Given records
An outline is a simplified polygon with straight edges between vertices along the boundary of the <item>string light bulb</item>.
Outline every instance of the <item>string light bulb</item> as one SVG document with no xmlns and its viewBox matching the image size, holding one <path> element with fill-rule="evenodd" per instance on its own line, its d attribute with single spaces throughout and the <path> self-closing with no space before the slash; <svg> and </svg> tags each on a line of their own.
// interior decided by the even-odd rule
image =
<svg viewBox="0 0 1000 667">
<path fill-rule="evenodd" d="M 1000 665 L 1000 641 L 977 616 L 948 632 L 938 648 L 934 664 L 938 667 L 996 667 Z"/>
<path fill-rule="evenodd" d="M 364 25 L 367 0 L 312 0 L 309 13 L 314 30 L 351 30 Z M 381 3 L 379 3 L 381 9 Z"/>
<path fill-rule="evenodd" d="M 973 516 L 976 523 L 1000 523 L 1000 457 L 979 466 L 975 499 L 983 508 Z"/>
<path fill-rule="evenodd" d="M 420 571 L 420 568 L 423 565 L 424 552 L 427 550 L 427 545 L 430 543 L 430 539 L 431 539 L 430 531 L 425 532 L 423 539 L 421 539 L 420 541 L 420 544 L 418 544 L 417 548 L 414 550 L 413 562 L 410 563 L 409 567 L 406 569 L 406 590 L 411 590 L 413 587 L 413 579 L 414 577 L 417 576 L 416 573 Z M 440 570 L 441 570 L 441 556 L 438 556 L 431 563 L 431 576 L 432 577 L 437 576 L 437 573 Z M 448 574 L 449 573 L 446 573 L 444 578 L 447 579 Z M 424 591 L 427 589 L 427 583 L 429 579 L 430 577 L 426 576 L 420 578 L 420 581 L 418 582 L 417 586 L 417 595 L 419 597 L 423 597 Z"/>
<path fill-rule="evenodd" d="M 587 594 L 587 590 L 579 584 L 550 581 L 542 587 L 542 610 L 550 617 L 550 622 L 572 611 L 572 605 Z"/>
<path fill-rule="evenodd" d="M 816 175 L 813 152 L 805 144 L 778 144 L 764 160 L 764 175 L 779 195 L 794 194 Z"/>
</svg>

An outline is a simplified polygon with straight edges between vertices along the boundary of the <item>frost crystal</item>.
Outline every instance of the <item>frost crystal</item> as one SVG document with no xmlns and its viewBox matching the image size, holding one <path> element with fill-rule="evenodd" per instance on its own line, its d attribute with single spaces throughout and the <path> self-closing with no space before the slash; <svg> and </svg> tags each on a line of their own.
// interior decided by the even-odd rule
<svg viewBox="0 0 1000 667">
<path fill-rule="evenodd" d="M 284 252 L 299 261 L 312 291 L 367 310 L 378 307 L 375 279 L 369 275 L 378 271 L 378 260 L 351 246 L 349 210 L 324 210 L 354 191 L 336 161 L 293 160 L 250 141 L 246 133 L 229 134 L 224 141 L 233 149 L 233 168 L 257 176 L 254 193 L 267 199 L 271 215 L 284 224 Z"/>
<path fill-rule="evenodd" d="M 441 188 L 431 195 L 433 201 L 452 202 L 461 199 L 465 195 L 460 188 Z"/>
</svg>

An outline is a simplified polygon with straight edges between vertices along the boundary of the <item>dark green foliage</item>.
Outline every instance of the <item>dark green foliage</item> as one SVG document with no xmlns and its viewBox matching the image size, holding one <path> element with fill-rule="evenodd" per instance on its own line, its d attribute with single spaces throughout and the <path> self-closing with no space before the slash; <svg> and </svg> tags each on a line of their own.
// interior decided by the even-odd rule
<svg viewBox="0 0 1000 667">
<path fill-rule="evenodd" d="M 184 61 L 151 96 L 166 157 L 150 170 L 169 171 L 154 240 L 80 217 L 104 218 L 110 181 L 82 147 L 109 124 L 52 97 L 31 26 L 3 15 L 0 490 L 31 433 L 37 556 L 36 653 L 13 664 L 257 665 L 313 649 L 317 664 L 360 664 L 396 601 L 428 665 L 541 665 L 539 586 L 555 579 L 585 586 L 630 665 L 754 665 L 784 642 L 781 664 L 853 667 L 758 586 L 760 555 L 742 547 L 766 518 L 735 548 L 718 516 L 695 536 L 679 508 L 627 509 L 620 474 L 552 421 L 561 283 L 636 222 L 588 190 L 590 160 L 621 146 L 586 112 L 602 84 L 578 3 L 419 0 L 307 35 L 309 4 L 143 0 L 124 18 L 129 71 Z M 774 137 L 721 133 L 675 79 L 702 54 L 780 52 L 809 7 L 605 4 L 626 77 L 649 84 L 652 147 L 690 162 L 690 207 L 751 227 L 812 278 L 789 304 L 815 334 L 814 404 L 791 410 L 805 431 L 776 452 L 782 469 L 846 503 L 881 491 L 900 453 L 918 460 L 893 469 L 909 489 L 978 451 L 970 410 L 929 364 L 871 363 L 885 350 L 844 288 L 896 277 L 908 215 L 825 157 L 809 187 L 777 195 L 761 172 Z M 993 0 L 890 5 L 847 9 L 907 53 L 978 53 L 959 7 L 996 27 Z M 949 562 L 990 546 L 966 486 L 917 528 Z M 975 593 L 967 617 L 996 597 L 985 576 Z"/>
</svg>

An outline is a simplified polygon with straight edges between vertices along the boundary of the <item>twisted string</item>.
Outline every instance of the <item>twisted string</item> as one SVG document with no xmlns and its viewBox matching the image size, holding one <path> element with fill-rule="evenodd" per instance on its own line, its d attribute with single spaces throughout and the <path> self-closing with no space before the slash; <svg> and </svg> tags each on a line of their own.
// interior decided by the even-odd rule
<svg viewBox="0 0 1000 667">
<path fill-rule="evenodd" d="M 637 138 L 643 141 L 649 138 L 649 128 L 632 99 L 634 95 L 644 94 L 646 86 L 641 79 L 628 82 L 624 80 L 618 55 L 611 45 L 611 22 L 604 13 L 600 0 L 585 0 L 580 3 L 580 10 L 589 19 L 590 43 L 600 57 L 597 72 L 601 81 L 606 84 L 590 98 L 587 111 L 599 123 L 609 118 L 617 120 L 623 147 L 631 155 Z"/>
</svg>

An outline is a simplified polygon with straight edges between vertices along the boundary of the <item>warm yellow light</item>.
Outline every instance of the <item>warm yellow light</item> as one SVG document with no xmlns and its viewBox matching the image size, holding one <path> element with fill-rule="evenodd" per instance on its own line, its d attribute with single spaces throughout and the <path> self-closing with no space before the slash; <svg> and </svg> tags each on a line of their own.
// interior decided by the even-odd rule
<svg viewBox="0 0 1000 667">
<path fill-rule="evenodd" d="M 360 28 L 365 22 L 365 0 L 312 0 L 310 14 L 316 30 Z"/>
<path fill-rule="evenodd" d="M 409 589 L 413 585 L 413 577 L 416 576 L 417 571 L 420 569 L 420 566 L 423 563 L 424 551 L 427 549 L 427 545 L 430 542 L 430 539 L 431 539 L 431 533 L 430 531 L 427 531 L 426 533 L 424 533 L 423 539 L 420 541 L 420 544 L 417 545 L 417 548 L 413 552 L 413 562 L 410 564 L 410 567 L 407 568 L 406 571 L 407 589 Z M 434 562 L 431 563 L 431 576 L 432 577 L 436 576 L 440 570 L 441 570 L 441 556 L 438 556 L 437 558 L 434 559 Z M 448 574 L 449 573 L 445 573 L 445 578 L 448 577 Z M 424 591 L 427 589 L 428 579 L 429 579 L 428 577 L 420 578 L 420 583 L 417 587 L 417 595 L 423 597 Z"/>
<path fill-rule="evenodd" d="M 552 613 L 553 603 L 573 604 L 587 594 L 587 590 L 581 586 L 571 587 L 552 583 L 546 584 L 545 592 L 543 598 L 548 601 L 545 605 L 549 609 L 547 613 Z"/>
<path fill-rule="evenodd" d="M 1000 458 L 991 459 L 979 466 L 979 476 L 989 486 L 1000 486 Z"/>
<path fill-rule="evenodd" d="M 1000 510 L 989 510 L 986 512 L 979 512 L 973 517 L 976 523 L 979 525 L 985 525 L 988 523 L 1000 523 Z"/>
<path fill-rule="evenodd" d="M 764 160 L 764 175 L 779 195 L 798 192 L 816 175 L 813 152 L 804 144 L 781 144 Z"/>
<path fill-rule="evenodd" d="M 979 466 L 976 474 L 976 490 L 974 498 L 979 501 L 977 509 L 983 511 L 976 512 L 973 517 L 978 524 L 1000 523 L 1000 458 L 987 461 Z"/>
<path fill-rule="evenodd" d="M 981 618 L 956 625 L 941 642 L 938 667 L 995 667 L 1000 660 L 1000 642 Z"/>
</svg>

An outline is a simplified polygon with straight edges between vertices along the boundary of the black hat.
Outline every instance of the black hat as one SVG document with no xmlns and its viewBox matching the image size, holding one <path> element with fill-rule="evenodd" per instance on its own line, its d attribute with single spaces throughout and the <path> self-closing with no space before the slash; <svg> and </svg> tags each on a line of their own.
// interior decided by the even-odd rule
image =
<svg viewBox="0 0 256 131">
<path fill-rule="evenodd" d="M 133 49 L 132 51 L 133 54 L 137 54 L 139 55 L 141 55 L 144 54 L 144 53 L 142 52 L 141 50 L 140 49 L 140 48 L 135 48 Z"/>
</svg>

Goal
Write out exactly the lines from the line holding "the black hat." through the last line of the data, and nothing besides those lines.

Completed exercise
An outline is a simplified polygon with straight edges between vertices along the boundary of the black hat.
Outline every instance of the black hat as one SVG document with no xmlns and its viewBox matching the image size, holding one <path> element with fill-rule="evenodd" per instance on its own line, its d attribute with single spaces throughout and the <path> self-closing with no space before the slash; <svg> and </svg> tags each on a line of their own.
// interior decided by the even-odd rule
image =
<svg viewBox="0 0 256 131">
<path fill-rule="evenodd" d="M 133 49 L 132 51 L 133 54 L 137 54 L 139 55 L 141 55 L 144 54 L 144 53 L 142 52 L 141 50 L 140 49 L 140 48 L 135 48 Z"/>
</svg>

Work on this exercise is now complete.